Given task =>
Quote the lines of the data below verbatim, beginning at the line that contains "of the mottled" and ending at the last line, both included, and excluding pictures.

Recorded data =>
-- begin --
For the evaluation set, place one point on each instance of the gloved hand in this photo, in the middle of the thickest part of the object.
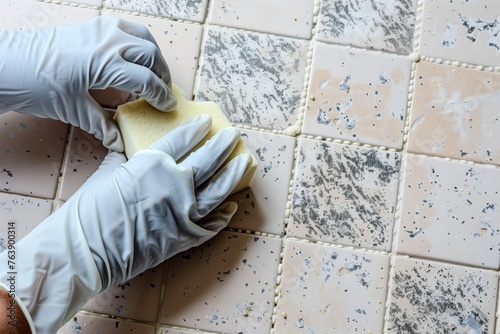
(128, 217)
(48, 72)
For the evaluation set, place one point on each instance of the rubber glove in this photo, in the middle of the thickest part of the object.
(48, 72)
(128, 217)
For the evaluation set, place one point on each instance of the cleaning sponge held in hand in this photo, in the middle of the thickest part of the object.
(141, 125)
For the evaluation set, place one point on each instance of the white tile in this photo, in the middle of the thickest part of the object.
(256, 79)
(262, 207)
(344, 194)
(450, 211)
(325, 289)
(225, 285)
(431, 297)
(292, 18)
(357, 95)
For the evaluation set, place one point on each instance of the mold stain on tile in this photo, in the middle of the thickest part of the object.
(436, 298)
(256, 79)
(384, 25)
(344, 195)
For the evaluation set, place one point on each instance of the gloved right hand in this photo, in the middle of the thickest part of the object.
(48, 72)
(128, 217)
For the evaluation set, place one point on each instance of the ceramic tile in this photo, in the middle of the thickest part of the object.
(30, 154)
(453, 113)
(193, 10)
(33, 14)
(83, 158)
(325, 289)
(431, 297)
(122, 300)
(450, 212)
(344, 194)
(179, 42)
(384, 25)
(282, 17)
(451, 29)
(181, 331)
(225, 285)
(256, 79)
(25, 212)
(262, 207)
(357, 95)
(91, 324)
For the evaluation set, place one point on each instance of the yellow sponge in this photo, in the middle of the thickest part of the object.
(141, 125)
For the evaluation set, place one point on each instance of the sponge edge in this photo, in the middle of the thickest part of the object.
(141, 125)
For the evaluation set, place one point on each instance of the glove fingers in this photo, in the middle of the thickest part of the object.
(147, 54)
(219, 218)
(220, 186)
(207, 159)
(95, 120)
(144, 82)
(182, 139)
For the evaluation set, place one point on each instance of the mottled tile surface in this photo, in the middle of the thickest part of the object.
(316, 291)
(454, 113)
(31, 151)
(433, 298)
(122, 300)
(179, 43)
(451, 29)
(83, 158)
(357, 95)
(262, 207)
(385, 25)
(282, 17)
(226, 285)
(256, 79)
(193, 10)
(91, 324)
(451, 211)
(20, 214)
(344, 194)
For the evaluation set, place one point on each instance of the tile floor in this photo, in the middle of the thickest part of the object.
(376, 208)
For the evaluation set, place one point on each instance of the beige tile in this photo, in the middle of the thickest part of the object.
(357, 95)
(91, 324)
(282, 17)
(179, 43)
(20, 214)
(432, 297)
(83, 158)
(137, 299)
(225, 285)
(33, 14)
(450, 212)
(452, 29)
(344, 194)
(256, 79)
(325, 289)
(454, 113)
(262, 207)
(31, 151)
(194, 10)
(385, 25)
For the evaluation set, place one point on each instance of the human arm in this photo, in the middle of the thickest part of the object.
(48, 72)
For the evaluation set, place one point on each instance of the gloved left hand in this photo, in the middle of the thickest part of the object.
(128, 217)
(48, 72)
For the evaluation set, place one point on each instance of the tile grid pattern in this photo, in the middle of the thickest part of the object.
(394, 256)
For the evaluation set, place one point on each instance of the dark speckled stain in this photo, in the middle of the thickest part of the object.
(335, 199)
(437, 306)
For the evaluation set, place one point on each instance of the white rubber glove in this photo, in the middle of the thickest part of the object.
(48, 72)
(128, 217)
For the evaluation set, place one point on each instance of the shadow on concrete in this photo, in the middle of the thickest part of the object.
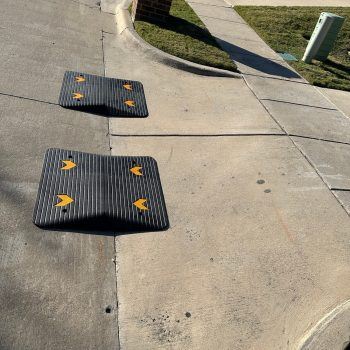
(255, 61)
(99, 228)
(237, 54)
-- end --
Exercise response =>
For the evaluation set, place one point on each instance of the mottled tile surface in this photo, in the middle of the thickest part of the object.
(316, 291)
(454, 113)
(31, 151)
(433, 298)
(122, 300)
(179, 43)
(451, 29)
(83, 158)
(357, 95)
(262, 207)
(385, 25)
(282, 17)
(226, 285)
(256, 79)
(193, 10)
(91, 324)
(451, 211)
(20, 214)
(344, 194)
For the evaluation set, place one point on each instance of the tile floor in this photo, in the middle of the thickest part of the object.
(376, 208)
For the evaluation set, place one point on each instance of the beige tile in this photo, in the middle of the thickest part of the object.
(357, 95)
(91, 324)
(282, 17)
(179, 43)
(20, 214)
(432, 297)
(83, 158)
(137, 299)
(225, 285)
(33, 14)
(450, 212)
(452, 29)
(344, 194)
(256, 79)
(325, 289)
(454, 113)
(262, 207)
(31, 151)
(194, 10)
(385, 25)
For the evaluation set, place one point on each instance of the human arm in this photo, in the middle of the thickest part of the object.
(48, 72)
For the evaluation set, place one point on each instance of the gloved left hand in this photo, in the middle of the thickest part of the object.
(128, 217)
(48, 72)
For the evaluation set, place one point on each instance of the tile grid pattern in this photo, in the middle of the thickest part of the object.
(394, 256)
For the evaluation set, place one point on each instance of the dark speckled stain in this photo, in the middle of the thickest part of the object.
(335, 199)
(437, 306)
For the evaluation set, place one point on each instance of the white rubber glove in this photo, in the middle of the thickest part of the object.
(48, 72)
(128, 217)
For the evaluation set, place one point on each instance of the shadow on concrete in this photo, in the middle of the thickest part of the object.
(255, 61)
(99, 228)
(237, 54)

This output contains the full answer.